Excerpt.
SECURITIES AND EXCHANGE COMMISSION

WASHINGTON, D.C. 20549

 

FORM 8-K

 

CURRENT REPORT

Pursuant to Section 13 or 15(d) of the

Securities Exchange Act of 1934

 

Date of report (Date of earliest event reported): May 11, 2021

 

TGS International Ltd.

(Exact name of registrant as specified in Charter)

 

Nevada

 

333-217451

 

N/A

(State or other jurisdiction

of incorporation)

 

(Commission

File No.)

 

(IRS Employee

Identification No.)

 

Room 20, 8/F., Woon Lee Commerical Building,

7-9 Austin Ave., Tsim Sha Tsui

Kowloon, Hong Kong

(Address of Principal Executive Offices)

 

+852.2116.3863

(Registrant’s telephone number)

 

Check the appropriate box below if the Form 8-K filing is intended to simultaneously satisfy the filing obligation of the registrant under any of the following provisions (see General Instruction A.2. below):

 

☐     Written communications pursuant to Rule 425 under the Securities Act (17 CFR 230.425)

 

☐     Soliciting material pursuant to Rule 14a-12(b) under the Exchange Act (17 CFR 240.14a-12(b))

 

☐     Pre-commencement communications pursuant to Rule 14d-2(b) under the Exchange Act (17 CFR 240.14d-2(b))

Problem details. Write out the stretch of the Form 8-K cover page from "Pursuant to Section" through "TGS International Ltd.", substituting "June 2, 2021" for "May 11, 2021".

[Detection examples]
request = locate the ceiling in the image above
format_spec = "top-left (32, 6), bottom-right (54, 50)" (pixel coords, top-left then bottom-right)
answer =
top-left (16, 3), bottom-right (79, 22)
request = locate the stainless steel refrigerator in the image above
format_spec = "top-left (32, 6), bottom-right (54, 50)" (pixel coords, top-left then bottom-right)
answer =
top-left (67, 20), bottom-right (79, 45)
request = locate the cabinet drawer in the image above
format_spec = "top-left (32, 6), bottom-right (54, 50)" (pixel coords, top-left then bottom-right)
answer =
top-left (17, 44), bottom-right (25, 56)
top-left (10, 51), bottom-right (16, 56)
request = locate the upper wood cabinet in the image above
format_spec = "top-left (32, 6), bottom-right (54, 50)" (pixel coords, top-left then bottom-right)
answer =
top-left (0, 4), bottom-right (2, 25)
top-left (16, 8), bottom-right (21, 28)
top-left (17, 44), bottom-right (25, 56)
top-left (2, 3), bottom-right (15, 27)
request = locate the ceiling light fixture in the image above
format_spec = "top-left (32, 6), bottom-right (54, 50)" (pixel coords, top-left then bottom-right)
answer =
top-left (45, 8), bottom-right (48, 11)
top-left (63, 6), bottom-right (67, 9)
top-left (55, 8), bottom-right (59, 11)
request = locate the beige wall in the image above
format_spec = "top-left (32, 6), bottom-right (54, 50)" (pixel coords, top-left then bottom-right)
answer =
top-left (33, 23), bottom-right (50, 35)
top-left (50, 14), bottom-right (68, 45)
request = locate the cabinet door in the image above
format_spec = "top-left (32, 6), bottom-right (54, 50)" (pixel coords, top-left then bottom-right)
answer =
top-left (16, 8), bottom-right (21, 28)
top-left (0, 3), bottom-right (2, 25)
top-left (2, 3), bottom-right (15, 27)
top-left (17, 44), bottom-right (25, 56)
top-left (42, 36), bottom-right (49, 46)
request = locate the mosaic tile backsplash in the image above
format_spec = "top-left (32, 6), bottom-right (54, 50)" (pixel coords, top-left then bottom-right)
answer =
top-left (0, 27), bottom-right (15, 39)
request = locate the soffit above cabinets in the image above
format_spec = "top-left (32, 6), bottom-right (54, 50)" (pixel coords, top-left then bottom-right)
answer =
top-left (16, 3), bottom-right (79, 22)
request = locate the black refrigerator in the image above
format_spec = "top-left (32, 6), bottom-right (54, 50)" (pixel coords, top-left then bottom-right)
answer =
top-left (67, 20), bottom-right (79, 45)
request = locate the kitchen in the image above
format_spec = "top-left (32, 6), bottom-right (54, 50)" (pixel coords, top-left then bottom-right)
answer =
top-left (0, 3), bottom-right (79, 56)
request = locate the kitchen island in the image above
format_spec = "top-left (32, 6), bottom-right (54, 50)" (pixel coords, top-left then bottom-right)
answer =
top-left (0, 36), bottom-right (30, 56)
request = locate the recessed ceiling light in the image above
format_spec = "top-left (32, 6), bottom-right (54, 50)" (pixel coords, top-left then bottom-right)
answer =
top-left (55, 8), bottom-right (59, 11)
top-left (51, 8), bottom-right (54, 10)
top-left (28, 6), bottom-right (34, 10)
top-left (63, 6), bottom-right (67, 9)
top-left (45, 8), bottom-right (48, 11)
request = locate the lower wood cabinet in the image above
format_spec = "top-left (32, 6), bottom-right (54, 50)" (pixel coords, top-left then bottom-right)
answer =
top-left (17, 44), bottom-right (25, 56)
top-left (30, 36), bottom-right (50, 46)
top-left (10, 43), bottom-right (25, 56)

Result.
Pursuant to Section 13 or 15(d) of the

Securities Exchange Act of 1934

 

Date of report (Date of earliest event reported): June 2, 2021

 

TGS International Ltd.